■ **About this task**
Count the lines in the rows below that contain the string "clicks", with case counting. Give only the number.

[Given records Boundary: Start]

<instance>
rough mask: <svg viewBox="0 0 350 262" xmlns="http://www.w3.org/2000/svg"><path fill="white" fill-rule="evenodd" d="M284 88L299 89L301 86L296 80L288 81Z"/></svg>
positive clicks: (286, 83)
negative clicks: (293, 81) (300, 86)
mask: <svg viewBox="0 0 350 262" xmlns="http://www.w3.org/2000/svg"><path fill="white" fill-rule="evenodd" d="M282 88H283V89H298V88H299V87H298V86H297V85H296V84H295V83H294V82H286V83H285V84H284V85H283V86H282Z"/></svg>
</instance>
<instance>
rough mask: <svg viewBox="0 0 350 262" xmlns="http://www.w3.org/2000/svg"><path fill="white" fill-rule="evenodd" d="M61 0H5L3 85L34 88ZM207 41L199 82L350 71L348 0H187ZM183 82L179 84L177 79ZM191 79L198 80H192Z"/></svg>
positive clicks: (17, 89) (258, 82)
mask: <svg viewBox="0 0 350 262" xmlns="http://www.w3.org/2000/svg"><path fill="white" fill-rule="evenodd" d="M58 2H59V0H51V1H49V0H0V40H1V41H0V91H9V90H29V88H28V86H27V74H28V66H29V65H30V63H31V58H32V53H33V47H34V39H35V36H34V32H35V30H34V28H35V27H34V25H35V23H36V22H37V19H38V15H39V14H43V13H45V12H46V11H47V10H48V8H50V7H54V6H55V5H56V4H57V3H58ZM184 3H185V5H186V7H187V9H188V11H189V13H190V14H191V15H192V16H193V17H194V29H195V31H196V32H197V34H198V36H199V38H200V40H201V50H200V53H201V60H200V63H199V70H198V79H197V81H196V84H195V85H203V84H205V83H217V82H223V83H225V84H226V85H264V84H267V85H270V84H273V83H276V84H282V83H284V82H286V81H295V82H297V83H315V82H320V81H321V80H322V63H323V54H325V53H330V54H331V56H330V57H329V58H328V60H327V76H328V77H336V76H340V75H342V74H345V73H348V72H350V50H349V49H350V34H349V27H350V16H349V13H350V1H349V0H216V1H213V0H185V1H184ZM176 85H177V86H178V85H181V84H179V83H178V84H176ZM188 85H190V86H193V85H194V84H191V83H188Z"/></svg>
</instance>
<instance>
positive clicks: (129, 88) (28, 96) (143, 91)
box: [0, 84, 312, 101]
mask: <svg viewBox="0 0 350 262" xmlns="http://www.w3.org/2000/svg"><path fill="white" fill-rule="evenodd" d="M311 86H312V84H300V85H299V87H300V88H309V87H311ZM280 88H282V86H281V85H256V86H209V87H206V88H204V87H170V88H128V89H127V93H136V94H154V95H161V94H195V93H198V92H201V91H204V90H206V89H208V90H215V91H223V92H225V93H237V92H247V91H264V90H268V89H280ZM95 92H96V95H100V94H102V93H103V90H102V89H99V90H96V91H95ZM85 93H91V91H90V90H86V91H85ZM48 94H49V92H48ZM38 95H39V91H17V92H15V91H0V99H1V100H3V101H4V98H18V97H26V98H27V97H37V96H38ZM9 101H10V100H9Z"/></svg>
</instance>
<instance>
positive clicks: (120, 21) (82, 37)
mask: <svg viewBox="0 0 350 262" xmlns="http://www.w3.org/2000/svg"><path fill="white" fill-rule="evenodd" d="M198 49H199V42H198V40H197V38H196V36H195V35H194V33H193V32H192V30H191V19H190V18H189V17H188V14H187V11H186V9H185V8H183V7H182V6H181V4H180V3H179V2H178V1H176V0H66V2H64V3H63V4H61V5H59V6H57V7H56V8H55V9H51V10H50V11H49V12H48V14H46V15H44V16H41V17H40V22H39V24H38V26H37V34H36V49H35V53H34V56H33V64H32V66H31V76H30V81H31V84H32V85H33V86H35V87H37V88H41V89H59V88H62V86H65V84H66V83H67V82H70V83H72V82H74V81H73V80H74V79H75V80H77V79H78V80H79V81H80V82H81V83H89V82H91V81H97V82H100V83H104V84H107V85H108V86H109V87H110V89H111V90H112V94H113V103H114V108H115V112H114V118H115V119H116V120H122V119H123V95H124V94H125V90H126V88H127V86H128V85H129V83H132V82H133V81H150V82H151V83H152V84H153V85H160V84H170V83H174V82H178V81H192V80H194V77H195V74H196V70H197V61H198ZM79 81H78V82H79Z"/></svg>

[Given records Boundary: End]

■ **Answer to this task**
5